→ **Data supplied**
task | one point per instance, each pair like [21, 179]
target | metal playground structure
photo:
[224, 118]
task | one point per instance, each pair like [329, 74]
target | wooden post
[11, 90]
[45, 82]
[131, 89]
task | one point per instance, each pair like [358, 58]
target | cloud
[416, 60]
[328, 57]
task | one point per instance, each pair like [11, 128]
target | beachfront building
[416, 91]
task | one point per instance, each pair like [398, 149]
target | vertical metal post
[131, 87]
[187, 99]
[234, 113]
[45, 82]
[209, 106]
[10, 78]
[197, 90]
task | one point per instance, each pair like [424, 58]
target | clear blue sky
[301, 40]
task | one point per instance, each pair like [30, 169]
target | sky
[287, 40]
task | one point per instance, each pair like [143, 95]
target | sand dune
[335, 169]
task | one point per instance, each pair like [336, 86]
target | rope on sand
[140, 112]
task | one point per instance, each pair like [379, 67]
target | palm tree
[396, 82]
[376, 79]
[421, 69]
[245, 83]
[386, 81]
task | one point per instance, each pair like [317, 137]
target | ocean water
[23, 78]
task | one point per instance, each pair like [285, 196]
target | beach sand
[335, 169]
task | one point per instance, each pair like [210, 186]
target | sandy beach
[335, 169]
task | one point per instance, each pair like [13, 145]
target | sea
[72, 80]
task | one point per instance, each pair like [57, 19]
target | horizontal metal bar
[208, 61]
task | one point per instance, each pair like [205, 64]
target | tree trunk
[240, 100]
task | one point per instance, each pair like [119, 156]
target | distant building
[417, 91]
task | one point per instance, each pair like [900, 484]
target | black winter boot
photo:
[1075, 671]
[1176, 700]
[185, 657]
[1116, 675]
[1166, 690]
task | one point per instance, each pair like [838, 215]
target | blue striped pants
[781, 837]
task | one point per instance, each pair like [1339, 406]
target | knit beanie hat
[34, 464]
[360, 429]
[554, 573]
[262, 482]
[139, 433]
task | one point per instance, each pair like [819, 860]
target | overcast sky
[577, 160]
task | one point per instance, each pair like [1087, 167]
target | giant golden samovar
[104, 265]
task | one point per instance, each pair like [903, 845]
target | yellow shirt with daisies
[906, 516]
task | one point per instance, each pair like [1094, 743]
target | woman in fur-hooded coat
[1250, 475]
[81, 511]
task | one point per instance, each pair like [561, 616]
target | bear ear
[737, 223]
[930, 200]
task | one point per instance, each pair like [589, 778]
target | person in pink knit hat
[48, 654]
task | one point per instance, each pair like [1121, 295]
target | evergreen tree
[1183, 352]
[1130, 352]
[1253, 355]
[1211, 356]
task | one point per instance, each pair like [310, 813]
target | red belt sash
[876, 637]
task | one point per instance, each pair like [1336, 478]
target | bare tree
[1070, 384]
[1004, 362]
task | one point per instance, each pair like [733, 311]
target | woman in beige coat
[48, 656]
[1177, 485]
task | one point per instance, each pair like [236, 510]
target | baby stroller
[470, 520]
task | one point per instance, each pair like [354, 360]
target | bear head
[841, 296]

→ **Instructions to follow**
Copy out each record exactly as given, omitting none.

→ **Reply**
task | one point per instance, each pair like [21, 179]
target | metal playground structure
photo:
[224, 118]
task | one point per instance, each pair like [329, 74]
target | wooden post
[11, 90]
[45, 82]
[131, 89]
task | one point per instance, each pair like [358, 58]
target | cloud
[416, 60]
[328, 57]
task | one point per instance, each pair like [11, 128]
target | beachfront building
[416, 91]
task | one point per instance, each pair like [398, 149]
target | vertical metal post
[131, 87]
[187, 99]
[234, 113]
[45, 82]
[209, 106]
[10, 78]
[197, 90]
task | one point per instance, each pair like [424, 58]
target | clear blue sky
[301, 40]
task | one point per instance, each pair like [30, 169]
target | sky
[287, 40]
task | one point per instance, each pair like [143, 95]
target | sand dune
[335, 169]
task | one point per instance, each pair like [336, 86]
target | rope on sand
[140, 112]
task | one point per instance, each pair like [379, 67]
target | palm tree
[396, 82]
[376, 79]
[421, 69]
[245, 83]
[386, 81]
task | one point per instance, each pair like [317, 137]
target | ocean water
[23, 78]
task | one point per instance, each pair like [285, 196]
target | beach sand
[335, 169]
task | one point per instance, each pair like [210, 186]
target | sandy beach
[335, 169]
task | one point per instance, each pair like [13, 145]
target | sea
[72, 80]
task | one point per instance, each pair like [57, 19]
target | horizontal metal bar
[208, 61]
task | one point per instance, each pair like [205, 64]
target | tree trunk
[240, 100]
task | one point per instance, each pair like [119, 156]
target | distant building
[417, 91]
task | one point per instance, each pair like [900, 484]
target | black winter boot
photo:
[1075, 671]
[1176, 700]
[185, 657]
[1116, 675]
[1166, 690]
task | one point per instance, each pair like [838, 215]
target | blue striped pants
[781, 837]
task | one point per instance, each pair like [1339, 406]
target | knit beanie hat
[34, 464]
[360, 429]
[554, 573]
[262, 482]
[139, 433]
task | one point per instance, each pair like [819, 860]
target | overcast sky
[577, 160]
task | one point per instance, each pair like [1087, 167]
target | giant golden samovar
[104, 265]
task | one point per instance, each pair like [903, 845]
target | yellow shirt with daisies
[906, 516]
task | one point per instance, each pair like [1094, 743]
target | woman in fur-hooded coat
[1250, 475]
[81, 511]
task | one point per instance, each pair like [561, 616]
target | bear ear
[737, 223]
[930, 200]
task | one point per instance, each pair like [589, 778]
target | person in pink knit hat
[48, 654]
task | one point per instance, each pair like [1121, 295]
target | evergreen tree
[1183, 352]
[1130, 352]
[1253, 355]
[1211, 356]
task | one point per instance, each pair like [310, 813]
target | red belt sash
[876, 637]
task | one point per instance, each pair like [1336, 478]
target | bare tree
[1070, 384]
[1004, 362]
task | one point per instance, each pair like [733, 311]
target | woman in beige coat
[48, 656]
[1177, 485]
task | one point per instance, each pair like [236, 510]
target | baby stroller
[470, 520]
task | one point per instance, each pair like [354, 360]
target | bear head
[841, 296]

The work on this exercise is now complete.